[Work to complete]
Swap "tag" for "mark" in the lines from the one with "of the wooden" through the end of the records, and give those lines back with nothing else altered.
Start of Record set
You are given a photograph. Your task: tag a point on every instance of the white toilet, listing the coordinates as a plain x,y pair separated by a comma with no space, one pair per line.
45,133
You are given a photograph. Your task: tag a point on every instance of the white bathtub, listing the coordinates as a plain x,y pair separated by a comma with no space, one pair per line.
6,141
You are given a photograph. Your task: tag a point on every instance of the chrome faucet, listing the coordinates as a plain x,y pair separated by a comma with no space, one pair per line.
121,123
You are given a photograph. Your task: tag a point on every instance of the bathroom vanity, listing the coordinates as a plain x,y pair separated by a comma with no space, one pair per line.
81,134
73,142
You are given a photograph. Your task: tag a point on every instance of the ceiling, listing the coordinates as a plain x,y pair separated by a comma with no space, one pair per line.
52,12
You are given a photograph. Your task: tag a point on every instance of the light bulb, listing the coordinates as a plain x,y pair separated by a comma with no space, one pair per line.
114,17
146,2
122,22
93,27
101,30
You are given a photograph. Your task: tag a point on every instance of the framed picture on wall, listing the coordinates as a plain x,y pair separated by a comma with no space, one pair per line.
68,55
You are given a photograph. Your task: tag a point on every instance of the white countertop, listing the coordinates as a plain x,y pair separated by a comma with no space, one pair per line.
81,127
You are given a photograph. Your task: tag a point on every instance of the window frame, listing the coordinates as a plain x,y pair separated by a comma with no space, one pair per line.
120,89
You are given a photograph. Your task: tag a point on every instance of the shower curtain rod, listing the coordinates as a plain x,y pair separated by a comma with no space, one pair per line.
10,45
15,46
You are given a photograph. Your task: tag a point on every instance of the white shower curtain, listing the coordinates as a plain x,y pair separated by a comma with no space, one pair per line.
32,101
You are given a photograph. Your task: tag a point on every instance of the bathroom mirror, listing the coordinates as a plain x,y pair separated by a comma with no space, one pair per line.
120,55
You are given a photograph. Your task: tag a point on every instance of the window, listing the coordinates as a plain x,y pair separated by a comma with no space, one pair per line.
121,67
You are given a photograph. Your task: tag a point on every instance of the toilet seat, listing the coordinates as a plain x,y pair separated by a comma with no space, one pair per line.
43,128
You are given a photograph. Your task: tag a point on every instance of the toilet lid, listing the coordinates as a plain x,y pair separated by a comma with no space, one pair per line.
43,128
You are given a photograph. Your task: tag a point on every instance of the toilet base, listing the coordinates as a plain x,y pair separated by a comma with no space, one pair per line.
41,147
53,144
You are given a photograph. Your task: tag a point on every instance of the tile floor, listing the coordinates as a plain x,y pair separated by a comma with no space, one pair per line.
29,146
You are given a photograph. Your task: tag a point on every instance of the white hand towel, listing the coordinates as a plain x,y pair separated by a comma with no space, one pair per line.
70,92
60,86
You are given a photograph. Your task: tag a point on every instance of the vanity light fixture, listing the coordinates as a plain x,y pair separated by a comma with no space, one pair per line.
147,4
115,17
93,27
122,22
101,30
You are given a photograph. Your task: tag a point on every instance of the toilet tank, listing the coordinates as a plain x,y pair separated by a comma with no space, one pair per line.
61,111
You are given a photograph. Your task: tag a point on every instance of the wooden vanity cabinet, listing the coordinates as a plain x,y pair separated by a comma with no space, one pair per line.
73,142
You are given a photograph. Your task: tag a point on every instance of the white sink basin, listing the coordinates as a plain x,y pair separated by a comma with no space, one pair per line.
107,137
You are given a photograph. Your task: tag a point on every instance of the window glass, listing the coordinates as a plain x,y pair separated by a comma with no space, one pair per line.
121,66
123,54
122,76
End of Record set
[Output for this task]
You are given a photograph. Your task: mark a point on every instance of the wooden vanity cabinet, listing the coordinates as a plain x,y pair separated by a comma with no space, one pair per line.
73,142
You are given a photograph. Your task: mark a point on every instance of the white sink basin, listing the coordinates as a plain x,y pair separated by a comma with no space, one pair per line.
107,137
You are given a photograph. Your task: mark a point on every instance of the window glass, listing the coordinates as a plain x,y pair separated by a comma with no space, one pair per line.
121,66
123,54
122,76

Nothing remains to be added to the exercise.